**Work instructions**
Each entry below must be repeated word for word.

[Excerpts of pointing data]
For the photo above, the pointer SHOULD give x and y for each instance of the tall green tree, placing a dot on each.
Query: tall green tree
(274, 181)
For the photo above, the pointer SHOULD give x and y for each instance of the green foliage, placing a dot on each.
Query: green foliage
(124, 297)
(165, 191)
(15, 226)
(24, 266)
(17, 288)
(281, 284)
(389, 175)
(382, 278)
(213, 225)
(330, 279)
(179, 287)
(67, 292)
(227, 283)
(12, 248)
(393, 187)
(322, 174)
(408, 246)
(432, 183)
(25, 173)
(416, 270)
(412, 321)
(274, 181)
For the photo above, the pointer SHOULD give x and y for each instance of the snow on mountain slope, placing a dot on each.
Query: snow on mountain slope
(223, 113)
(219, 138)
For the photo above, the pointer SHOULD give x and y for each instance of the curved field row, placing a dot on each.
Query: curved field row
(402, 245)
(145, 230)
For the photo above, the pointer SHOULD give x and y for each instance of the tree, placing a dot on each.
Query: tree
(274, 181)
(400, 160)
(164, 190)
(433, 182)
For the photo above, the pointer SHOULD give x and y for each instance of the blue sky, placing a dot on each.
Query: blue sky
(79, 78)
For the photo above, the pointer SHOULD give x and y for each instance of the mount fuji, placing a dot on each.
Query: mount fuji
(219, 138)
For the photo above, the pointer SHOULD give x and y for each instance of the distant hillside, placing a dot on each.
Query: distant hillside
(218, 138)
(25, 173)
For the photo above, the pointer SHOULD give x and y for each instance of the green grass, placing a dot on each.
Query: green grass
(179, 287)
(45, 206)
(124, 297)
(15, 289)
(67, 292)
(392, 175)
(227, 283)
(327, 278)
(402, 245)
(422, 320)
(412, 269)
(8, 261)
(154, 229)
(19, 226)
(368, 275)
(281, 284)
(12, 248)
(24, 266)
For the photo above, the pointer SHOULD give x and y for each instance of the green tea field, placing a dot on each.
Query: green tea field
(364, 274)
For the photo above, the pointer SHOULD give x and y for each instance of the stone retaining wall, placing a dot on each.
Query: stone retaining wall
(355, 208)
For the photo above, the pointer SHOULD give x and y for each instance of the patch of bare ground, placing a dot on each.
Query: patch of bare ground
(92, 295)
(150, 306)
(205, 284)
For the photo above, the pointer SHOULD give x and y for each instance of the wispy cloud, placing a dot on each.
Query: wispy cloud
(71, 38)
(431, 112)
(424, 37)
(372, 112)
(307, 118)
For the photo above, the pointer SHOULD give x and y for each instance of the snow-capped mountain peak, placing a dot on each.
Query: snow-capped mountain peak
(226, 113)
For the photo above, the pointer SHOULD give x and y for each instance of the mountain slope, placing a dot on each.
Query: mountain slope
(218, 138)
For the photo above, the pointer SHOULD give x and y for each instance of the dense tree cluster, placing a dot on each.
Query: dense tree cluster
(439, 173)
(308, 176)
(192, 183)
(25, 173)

**Correct output**
For the photo above, the pointer SHOULD give x and y for each instance of the tall green tree, placing a dot on each.
Query: tall green tree
(274, 181)
For the photo above, the pointer SHOULD give x and y for each instance of the green foliage, placing a dot on each.
Query: green foliage
(124, 297)
(165, 191)
(15, 226)
(24, 266)
(17, 288)
(281, 284)
(389, 175)
(382, 278)
(213, 225)
(330, 279)
(179, 287)
(67, 292)
(227, 283)
(12, 248)
(393, 187)
(322, 174)
(408, 246)
(432, 183)
(25, 173)
(416, 270)
(412, 321)
(274, 181)
For the photo above, the pointer SHOULD give x and y for each instance of the snow on mountain slope, placing a dot on each.
Query: snow on mountain slope
(223, 113)
(219, 138)
For the photo above, the pointer SHOULD give x and y for each instance of the curved field row, placing a dot on each.
Query: curved field row
(402, 245)
(145, 230)
For the photo above, the pointer SHOULD give x and y for each instance of the tree, placing a dot on each.
Query: tree
(274, 181)
(400, 160)
(164, 190)
(433, 182)
For the photo above, the pointer SHOULD give x and y for each instance of the blue sky, placing a dot on each.
Query: blue sky
(79, 78)
For the photo above, the pointer SHOULD give x and y for each instance of the mount fuji, placing a dot on each.
Query: mount fuji
(219, 138)
For the photo above, the pointer SHOULD give x and y for each instance of the distant hillside, placing a dot on each.
Query: distant hillside
(218, 138)
(25, 173)
For the photo above, the pointer SHOULD give x and y for each instance of the green grass, placing a dot on each.
Query: green grass
(179, 287)
(45, 206)
(124, 297)
(15, 289)
(67, 292)
(392, 175)
(227, 283)
(327, 278)
(402, 245)
(422, 320)
(412, 269)
(8, 261)
(154, 229)
(19, 226)
(368, 275)
(281, 284)
(12, 248)
(24, 266)
For the photo above, the pointer SHOULD give x and y for each instance of the green tea field, placing a dot on each.
Query: green tea field
(364, 274)
For the photo above, the pointer SHOULD give x and y for each instance of the stone retaining wall, placing a dot on each.
Query: stone retaining wall
(355, 208)
For the photo above, the pointer SHOULD give x and y for each instance of the patch of bare ground, placing a dot on each.
Query: patch of bare ground
(92, 295)
(150, 306)
(205, 284)
For the photo above, the pointer SHOULD give x and y for each instance of the wispy cloud, placing a dot on each.
Query: wispy cloud
(71, 38)
(431, 112)
(424, 37)
(372, 112)
(307, 118)
For the photo above, the pointer SHOULD give x and y for each instance of the snow-capped mountain peak, placing a dot on each.
Query: snow-capped mountain peak
(226, 113)
For the photo above, the pointer SHOULD give x and y for each instance of the mountain slope, placing a dot on each.
Query: mountain slope
(218, 138)
For the photo above, the pointer SHOULD give x and y for each instance of the dense tree cluster, placing a dot on each.
Query: dense tree cluster
(439, 173)
(308, 176)
(192, 183)
(25, 173)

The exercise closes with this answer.